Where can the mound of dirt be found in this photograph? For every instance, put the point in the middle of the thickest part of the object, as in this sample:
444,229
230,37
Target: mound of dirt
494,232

**EXERCISE AIM**
Render every line of the listing above as a JSON array of strings, with one string per line and blank lines omitted.

**ANSWER TO THE PROBLEM**
[
  "Where can the mound of dirt be found in this photograph? For every instance, put the point in the middle of the thickest part of the object, as in this sample:",
  "444,229",
  "230,37",
  "Target: mound of dirt",
  "494,232"
]